(DATASET EXTRACT begins)

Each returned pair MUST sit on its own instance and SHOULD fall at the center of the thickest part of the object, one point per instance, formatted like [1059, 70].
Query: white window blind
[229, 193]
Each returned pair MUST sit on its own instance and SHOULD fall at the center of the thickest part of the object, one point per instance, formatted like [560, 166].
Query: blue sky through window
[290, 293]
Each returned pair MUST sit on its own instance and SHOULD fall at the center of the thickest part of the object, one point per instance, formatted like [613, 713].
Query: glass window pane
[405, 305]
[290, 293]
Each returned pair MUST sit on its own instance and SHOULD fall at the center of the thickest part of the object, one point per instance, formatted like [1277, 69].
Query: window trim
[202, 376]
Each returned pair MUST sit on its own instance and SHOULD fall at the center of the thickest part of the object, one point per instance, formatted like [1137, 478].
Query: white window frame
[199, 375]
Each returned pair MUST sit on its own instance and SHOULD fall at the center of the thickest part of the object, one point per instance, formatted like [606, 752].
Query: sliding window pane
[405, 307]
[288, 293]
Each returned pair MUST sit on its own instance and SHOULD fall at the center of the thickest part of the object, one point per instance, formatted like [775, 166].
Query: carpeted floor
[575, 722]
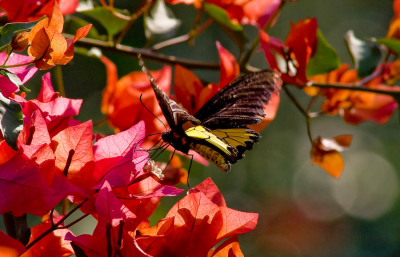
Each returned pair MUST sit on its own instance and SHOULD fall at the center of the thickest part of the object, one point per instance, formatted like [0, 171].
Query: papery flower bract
[394, 28]
[291, 59]
[48, 47]
[53, 244]
[31, 10]
[355, 106]
[23, 72]
[254, 12]
[119, 214]
[194, 225]
[10, 247]
[121, 99]
[326, 153]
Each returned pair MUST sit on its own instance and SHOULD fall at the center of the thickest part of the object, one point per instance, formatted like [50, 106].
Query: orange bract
[48, 47]
[326, 153]
[121, 98]
[355, 106]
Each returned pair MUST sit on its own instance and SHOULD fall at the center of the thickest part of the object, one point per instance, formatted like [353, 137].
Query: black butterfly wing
[173, 113]
[241, 103]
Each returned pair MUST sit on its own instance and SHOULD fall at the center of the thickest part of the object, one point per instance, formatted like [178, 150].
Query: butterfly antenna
[170, 159]
[190, 167]
[144, 138]
[141, 95]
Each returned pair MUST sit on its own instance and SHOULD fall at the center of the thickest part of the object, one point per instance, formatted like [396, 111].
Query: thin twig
[244, 60]
[132, 19]
[128, 50]
[183, 38]
[55, 226]
[301, 109]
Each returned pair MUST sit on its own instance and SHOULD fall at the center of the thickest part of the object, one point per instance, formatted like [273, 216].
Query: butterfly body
[218, 131]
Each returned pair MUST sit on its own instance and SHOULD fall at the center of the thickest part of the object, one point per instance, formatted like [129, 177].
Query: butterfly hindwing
[218, 131]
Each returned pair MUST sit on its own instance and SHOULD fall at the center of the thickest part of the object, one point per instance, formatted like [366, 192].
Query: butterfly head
[177, 141]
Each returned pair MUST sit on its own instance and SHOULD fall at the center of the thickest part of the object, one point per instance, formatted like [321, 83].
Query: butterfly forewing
[240, 103]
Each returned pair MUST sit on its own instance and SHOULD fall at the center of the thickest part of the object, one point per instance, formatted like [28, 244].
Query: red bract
[23, 72]
[254, 12]
[53, 244]
[118, 217]
[291, 59]
[26, 188]
[123, 96]
[74, 154]
[57, 111]
[10, 247]
[30, 10]
[194, 225]
[118, 159]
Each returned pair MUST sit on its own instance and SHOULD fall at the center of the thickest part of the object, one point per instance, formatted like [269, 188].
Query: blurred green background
[303, 211]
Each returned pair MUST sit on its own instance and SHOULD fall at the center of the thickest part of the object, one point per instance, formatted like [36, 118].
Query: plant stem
[301, 109]
[395, 94]
[55, 226]
[128, 50]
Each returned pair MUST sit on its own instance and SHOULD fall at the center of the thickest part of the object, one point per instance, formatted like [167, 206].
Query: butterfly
[219, 130]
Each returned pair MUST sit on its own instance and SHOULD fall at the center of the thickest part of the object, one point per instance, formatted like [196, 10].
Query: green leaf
[111, 23]
[391, 43]
[366, 55]
[235, 31]
[325, 59]
[11, 120]
[221, 16]
[8, 31]
[14, 79]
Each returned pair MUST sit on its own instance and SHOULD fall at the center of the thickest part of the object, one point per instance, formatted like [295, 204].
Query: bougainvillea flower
[119, 214]
[53, 244]
[230, 247]
[31, 10]
[254, 12]
[23, 72]
[26, 189]
[122, 97]
[326, 153]
[48, 47]
[57, 111]
[355, 106]
[199, 222]
[10, 247]
[394, 28]
[118, 159]
[190, 91]
[291, 59]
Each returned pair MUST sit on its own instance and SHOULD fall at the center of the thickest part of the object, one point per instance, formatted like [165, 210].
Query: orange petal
[187, 88]
[230, 68]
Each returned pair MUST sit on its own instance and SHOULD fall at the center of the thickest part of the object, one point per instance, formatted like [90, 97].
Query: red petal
[53, 244]
[10, 247]
[75, 141]
[212, 192]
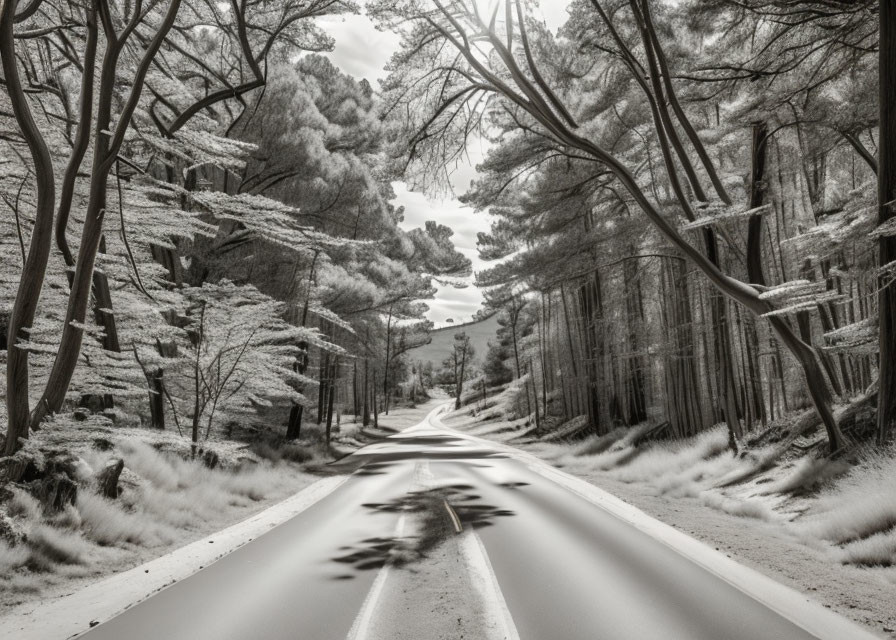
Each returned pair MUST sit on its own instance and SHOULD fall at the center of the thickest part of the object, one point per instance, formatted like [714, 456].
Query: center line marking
[458, 527]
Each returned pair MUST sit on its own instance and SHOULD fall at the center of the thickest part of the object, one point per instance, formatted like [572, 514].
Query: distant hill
[480, 333]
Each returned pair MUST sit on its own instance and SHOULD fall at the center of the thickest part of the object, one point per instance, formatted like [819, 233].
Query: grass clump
[808, 474]
[50, 546]
[735, 507]
[862, 507]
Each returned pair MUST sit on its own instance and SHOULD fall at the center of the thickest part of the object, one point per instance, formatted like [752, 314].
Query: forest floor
[168, 502]
[826, 531]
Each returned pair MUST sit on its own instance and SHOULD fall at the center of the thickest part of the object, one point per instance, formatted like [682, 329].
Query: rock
[101, 444]
[107, 478]
[20, 466]
[54, 490]
[11, 532]
[210, 459]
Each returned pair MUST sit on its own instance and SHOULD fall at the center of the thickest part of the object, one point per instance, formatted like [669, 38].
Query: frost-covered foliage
[236, 356]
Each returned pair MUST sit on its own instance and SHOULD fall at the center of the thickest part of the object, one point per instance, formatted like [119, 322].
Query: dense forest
[692, 204]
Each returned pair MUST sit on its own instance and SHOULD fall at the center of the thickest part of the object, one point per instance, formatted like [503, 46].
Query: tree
[886, 405]
[457, 366]
[510, 81]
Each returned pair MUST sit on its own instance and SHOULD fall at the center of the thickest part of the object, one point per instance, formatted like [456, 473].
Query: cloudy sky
[363, 51]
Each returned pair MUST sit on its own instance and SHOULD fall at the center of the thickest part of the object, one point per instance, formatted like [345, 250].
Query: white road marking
[483, 577]
[458, 527]
[361, 626]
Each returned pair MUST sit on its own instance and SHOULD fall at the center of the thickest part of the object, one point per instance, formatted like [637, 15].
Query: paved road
[567, 569]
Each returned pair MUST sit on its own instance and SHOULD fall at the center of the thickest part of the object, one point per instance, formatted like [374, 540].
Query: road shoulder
[73, 614]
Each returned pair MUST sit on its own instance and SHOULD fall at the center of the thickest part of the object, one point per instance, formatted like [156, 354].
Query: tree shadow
[434, 526]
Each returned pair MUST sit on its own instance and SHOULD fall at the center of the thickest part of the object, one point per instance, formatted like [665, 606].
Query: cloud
[363, 52]
[459, 304]
[360, 49]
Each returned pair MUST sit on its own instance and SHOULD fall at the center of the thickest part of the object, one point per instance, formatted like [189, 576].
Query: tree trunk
[331, 393]
[366, 419]
[886, 403]
[22, 316]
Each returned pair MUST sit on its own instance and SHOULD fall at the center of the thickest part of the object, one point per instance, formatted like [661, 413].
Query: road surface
[565, 568]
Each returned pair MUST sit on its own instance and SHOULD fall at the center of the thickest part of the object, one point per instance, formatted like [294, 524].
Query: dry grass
[672, 458]
[598, 444]
[859, 514]
[106, 523]
[808, 474]
[167, 500]
[12, 557]
[733, 506]
[49, 546]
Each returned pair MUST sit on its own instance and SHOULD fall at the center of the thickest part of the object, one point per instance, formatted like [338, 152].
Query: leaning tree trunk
[34, 269]
[886, 403]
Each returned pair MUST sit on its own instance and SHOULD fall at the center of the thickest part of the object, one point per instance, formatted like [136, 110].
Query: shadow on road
[434, 526]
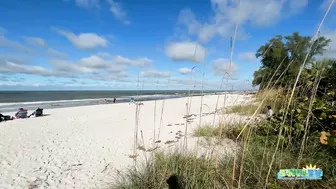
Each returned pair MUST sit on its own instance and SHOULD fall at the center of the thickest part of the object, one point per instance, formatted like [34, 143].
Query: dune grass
[205, 173]
[228, 130]
[250, 165]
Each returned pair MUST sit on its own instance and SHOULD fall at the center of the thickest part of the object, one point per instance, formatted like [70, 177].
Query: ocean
[11, 101]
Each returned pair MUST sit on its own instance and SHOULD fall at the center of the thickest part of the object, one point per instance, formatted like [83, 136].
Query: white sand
[83, 147]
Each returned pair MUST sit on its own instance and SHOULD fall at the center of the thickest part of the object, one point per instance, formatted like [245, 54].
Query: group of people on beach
[22, 114]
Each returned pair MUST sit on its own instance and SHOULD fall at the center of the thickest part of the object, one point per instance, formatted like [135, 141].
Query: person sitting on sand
[37, 113]
[5, 117]
[22, 113]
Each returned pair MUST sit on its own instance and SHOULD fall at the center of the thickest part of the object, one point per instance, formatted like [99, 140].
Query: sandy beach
[83, 147]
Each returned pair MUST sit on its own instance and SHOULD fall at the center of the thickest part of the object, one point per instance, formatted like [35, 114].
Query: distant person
[37, 113]
[269, 112]
[21, 114]
[5, 117]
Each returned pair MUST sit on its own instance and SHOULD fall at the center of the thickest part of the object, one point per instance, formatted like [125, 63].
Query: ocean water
[11, 101]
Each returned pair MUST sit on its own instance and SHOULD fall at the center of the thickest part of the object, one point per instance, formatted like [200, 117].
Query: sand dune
[83, 147]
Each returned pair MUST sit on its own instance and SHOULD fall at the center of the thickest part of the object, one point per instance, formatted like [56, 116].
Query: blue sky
[149, 44]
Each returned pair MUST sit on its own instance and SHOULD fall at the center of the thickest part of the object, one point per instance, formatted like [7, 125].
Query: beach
[85, 147]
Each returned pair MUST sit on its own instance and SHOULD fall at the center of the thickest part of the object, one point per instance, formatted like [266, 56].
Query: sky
[146, 44]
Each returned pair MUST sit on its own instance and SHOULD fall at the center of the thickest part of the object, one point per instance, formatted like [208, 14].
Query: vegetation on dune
[290, 139]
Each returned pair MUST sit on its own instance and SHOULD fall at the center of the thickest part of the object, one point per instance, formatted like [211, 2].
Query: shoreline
[12, 107]
[85, 147]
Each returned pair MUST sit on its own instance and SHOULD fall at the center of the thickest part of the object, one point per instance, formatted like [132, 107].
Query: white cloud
[222, 66]
[87, 3]
[227, 14]
[138, 62]
[56, 53]
[69, 68]
[118, 11]
[4, 42]
[247, 56]
[84, 40]
[155, 73]
[141, 62]
[185, 51]
[94, 62]
[11, 67]
[35, 41]
[185, 71]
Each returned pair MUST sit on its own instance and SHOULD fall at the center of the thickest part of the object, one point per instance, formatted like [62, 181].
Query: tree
[287, 53]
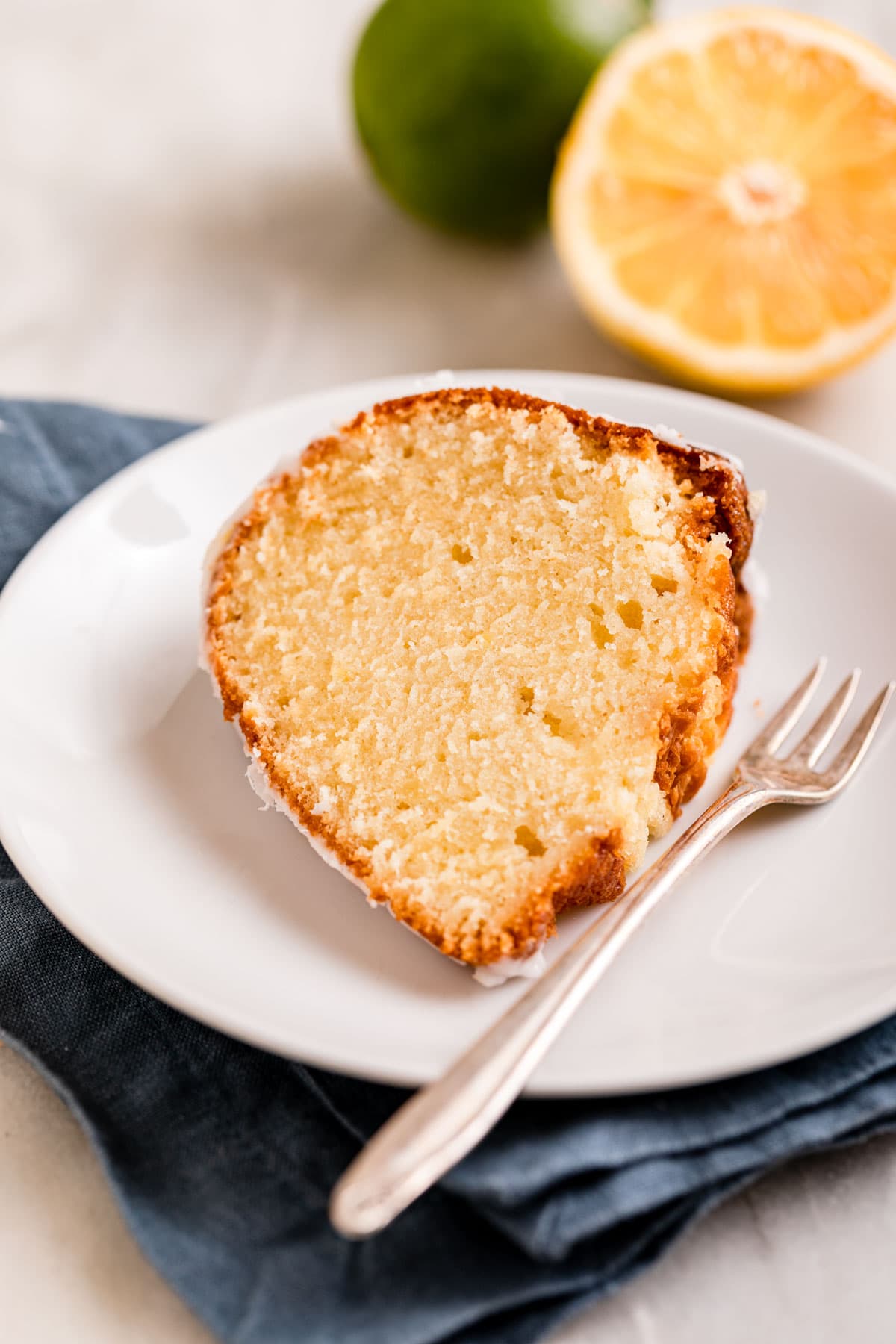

(DATASET EXTRACT ends)

Transcribe the lines above between the line holding "like [374, 540]." and the line holding "like [661, 413].", inclusive, exactly as they stand and with nothing added.

## RESULT:
Each returned pair MUST sit on its own instance and SHOULD fall at the center of the thickest part of the object, one point per instance, formatted like [374, 540].
Query: road shoulder
[73, 614]
Each returned pair MUST sit on its own instance and SHOULD fall at the center of the thickest part of the object, one point per instance, formatted like [156, 354].
Query: tree shadow
[434, 526]
Each returned pair MUST sit on its own instance and SHOULD fall at the center of the thickest part of the object, one point per instance, formatted like [665, 606].
Query: cloud
[363, 52]
[459, 304]
[360, 49]
Each returned pair MUST sit on its own instance and SHOULD fall at the center of the thickest part of the object, one point per instance, formatted like [189, 576].
Query: tree trunk
[331, 393]
[366, 419]
[886, 403]
[22, 316]
Each returned pair MUST sit on its own instance and SHOULD fall at the center of the thickest part of the object, one point per instance, formatted like [661, 413].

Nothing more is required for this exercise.